### 課題 A
読解文で、山田由美子が卒業または修了した大学を学部・課程とともにすべて挙げよ。

##### 読解文 #####

【八戸特派大使通信】第46回 山田 由美子
山田 由美子(やまだ ゆみこ)/ グランドヌメア高校 日本語教師
鹿児島県奄美徳之島生まれ。玉川大学文学部仏語科卒業。パリ大学東洋語学科日本語、日本文化コース卒業。マーヌラバレ大学修士課程修了。パリ第4大学ソルボンヌ博士課程修了。
昭和59年からニューカレドニアの中学校・高校などにおいて日本語教師を歴任し、平成12年から現職。
平成2年から平成19年までニューカレドニア大学講師。ニューカレドニアで 使用する日本語教科書の作成に携わるほか、小学校教員採用試験日本語試験問題作成責任者も務めている。ニューカレドニア在住。

#####

### 課題 B
記録のうち、「ymin」という文字列を含む行をすべて集めよ。大文字と小文字は区別する。

##### 提供資料 #####

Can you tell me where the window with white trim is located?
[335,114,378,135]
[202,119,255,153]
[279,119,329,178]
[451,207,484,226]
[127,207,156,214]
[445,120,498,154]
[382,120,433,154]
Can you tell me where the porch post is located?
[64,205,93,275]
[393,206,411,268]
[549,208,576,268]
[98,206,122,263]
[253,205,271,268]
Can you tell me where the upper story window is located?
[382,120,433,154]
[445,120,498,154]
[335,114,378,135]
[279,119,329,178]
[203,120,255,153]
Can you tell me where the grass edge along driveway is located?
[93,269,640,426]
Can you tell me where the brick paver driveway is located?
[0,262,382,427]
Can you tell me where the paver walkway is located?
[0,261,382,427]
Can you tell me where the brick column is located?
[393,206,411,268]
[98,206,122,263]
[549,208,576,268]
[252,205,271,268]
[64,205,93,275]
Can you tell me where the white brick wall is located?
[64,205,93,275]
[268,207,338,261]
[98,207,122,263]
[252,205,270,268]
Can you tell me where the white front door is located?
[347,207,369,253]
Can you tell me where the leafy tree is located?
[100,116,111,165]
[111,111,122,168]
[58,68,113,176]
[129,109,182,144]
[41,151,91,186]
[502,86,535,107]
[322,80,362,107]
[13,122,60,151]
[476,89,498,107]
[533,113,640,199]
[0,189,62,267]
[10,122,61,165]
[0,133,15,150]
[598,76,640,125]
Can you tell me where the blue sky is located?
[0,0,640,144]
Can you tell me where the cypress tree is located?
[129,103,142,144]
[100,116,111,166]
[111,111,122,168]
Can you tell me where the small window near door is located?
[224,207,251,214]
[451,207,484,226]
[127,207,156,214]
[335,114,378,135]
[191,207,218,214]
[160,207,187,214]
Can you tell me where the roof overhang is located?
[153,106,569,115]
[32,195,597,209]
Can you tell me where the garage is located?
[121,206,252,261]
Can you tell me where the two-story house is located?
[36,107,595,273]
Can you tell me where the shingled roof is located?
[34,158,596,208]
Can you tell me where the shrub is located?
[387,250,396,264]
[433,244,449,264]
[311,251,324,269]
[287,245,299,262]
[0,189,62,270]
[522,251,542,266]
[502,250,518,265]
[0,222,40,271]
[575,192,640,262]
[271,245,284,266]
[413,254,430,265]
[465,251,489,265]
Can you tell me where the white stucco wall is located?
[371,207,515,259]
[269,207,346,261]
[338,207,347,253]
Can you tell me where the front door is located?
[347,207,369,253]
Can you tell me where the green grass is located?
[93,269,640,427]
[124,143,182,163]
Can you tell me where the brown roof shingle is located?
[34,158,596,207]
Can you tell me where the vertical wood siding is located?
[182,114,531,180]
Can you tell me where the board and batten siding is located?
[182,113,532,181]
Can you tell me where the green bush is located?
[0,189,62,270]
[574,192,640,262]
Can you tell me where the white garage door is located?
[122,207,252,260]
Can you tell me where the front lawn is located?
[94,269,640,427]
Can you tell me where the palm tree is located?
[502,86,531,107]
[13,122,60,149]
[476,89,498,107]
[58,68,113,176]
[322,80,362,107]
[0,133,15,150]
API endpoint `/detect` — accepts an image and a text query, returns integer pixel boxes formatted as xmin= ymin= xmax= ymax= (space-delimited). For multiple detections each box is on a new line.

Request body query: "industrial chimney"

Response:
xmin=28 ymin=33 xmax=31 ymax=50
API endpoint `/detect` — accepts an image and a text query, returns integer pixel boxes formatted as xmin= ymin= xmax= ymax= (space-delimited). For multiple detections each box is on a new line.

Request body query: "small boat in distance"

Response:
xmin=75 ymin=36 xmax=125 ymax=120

#####

### 解答 A
- 玉川大学文学部仏語科(卒業)
- パリ大学東洋語学科日本語、日本文化コース(卒業)
- マーヌラバレ大学修士課程(修了)
- パリ第4大学ソルボンヌ博士課程(修了)

### 解答 B
API endpoint `/detect` — accepts an image and a text query, returns integer pixel boxes formatted as xmin= ymin= xmax= ymax= (space-delimited). For multiple detections each box is on a new line.
xmin=28 ymin=33 xmax=31 ymax=50
API endpoint `/detect` — accepts an image and a text query, returns integer pixel boxes formatted as xmin= ymin= xmax= ymax= (space-delimited). For multiple detections each box is on a new line.
xmin=75 ymin=36 xmax=125 ymax=120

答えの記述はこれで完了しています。